_Aim of the task_: Retype every entry word for word.

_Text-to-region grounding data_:
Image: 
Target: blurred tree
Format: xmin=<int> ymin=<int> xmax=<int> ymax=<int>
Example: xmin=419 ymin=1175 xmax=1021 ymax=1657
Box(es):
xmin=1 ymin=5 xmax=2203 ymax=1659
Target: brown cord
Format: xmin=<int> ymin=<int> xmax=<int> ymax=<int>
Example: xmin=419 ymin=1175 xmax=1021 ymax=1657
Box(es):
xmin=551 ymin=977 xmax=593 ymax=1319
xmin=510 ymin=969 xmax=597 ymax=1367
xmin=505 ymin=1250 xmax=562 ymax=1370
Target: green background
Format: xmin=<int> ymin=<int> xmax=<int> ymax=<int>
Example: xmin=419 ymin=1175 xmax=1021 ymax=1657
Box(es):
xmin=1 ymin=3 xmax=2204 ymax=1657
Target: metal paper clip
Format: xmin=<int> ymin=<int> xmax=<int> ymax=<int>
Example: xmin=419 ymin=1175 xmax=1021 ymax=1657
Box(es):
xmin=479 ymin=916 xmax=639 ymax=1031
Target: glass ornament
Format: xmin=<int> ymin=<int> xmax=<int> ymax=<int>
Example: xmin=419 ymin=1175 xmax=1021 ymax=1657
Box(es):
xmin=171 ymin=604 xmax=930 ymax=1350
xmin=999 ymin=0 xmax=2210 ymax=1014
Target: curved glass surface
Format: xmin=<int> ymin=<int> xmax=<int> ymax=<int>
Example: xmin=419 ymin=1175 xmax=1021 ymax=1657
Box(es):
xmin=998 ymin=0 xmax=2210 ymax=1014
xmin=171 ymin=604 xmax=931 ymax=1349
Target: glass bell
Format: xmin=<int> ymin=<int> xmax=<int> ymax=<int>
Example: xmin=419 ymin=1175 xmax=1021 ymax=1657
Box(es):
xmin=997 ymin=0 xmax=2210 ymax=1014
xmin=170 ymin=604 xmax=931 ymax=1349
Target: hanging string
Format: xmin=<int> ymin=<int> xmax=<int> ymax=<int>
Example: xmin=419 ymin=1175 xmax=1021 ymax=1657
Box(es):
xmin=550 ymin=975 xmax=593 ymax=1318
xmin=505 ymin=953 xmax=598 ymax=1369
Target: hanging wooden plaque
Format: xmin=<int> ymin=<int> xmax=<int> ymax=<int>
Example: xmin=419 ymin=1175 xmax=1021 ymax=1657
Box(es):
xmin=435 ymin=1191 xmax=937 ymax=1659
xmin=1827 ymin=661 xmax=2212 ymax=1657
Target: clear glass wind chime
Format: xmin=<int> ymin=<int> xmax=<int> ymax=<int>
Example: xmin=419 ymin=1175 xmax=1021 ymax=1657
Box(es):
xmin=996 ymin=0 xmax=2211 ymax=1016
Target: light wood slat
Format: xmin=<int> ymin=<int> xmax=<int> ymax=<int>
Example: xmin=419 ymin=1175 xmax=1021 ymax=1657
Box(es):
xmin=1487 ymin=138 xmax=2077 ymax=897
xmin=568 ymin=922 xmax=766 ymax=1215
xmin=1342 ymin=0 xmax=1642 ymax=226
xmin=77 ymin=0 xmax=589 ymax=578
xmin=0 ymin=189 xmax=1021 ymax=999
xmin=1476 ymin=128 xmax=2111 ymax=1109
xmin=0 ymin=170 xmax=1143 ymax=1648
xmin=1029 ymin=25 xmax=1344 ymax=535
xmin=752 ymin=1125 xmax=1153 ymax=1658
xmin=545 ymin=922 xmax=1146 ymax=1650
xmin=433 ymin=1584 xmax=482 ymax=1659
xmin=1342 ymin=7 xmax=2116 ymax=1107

_Your solution_:
Image: 
Target: blurred tree
Format: xmin=<int> ymin=<int> xmax=<int> ymax=<int>
Example: xmin=419 ymin=1175 xmax=1021 ymax=1657
Box(es):
xmin=1 ymin=5 xmax=2203 ymax=1659
Target: brown cord
Format: xmin=<int> ymin=<int> xmax=<int> ymax=<int>
Example: xmin=419 ymin=1175 xmax=1021 ymax=1657
Box(es):
xmin=551 ymin=977 xmax=593 ymax=1319
xmin=510 ymin=969 xmax=597 ymax=1367
xmin=505 ymin=1250 xmax=562 ymax=1370
Target: green background
Format: xmin=<int> ymin=<int> xmax=<int> ymax=<int>
Example: xmin=419 ymin=1175 xmax=1021 ymax=1657
Box(es):
xmin=1 ymin=3 xmax=2204 ymax=1657
Target: metal paper clip
Format: xmin=<int> ymin=<int> xmax=<int> ymax=<int>
Example: xmin=419 ymin=1175 xmax=1021 ymax=1657
Box(es):
xmin=479 ymin=916 xmax=639 ymax=1031
Target: glass ornament
Format: xmin=<int> ymin=<int> xmax=<int> ymax=<int>
Example: xmin=419 ymin=1175 xmax=1021 ymax=1657
Box(es):
xmin=171 ymin=604 xmax=930 ymax=1350
xmin=999 ymin=0 xmax=2210 ymax=1014
Target: curved glass surface
Format: xmin=<int> ymin=<int> xmax=<int> ymax=<int>
Example: xmin=419 ymin=1175 xmax=1021 ymax=1657
Box(es):
xmin=998 ymin=0 xmax=2210 ymax=1014
xmin=171 ymin=604 xmax=931 ymax=1349
Target: glass bell
Format: xmin=<int> ymin=<int> xmax=<int> ymax=<int>
Example: xmin=419 ymin=1175 xmax=1021 ymax=1657
Box(es):
xmin=997 ymin=0 xmax=2210 ymax=1014
xmin=170 ymin=604 xmax=931 ymax=1349
Target: hanging string
Format: xmin=<int> ymin=<int> xmax=<int> ymax=<int>
Example: xmin=419 ymin=1175 xmax=1021 ymax=1657
Box(es):
xmin=550 ymin=975 xmax=593 ymax=1318
xmin=505 ymin=953 xmax=598 ymax=1369
Target: hanging wooden plaque
Format: xmin=<int> ymin=<int> xmax=<int> ymax=<int>
Example: xmin=419 ymin=1175 xmax=1021 ymax=1657
Box(es):
xmin=435 ymin=1191 xmax=937 ymax=1659
xmin=1827 ymin=661 xmax=2212 ymax=1657
Target: clear glass wind chime
Format: xmin=<int> ymin=<int> xmax=<int> ymax=<int>
Example: xmin=419 ymin=1175 xmax=1021 ymax=1657
Box(es):
xmin=996 ymin=0 xmax=2211 ymax=1016
Target: light wood slat
Format: xmin=<int> ymin=<int> xmax=<int> ymax=<int>
Example: xmin=419 ymin=1175 xmax=1021 ymax=1657
Box(es):
xmin=1487 ymin=138 xmax=2077 ymax=897
xmin=568 ymin=922 xmax=766 ymax=1215
xmin=1342 ymin=0 xmax=1642 ymax=226
xmin=77 ymin=0 xmax=589 ymax=578
xmin=0 ymin=189 xmax=1021 ymax=999
xmin=1476 ymin=128 xmax=2111 ymax=1109
xmin=0 ymin=170 xmax=1143 ymax=1648
xmin=1029 ymin=25 xmax=1344 ymax=535
xmin=752 ymin=1125 xmax=1153 ymax=1658
xmin=545 ymin=922 xmax=1146 ymax=1650
xmin=433 ymin=1584 xmax=482 ymax=1659
xmin=1342 ymin=7 xmax=2116 ymax=1107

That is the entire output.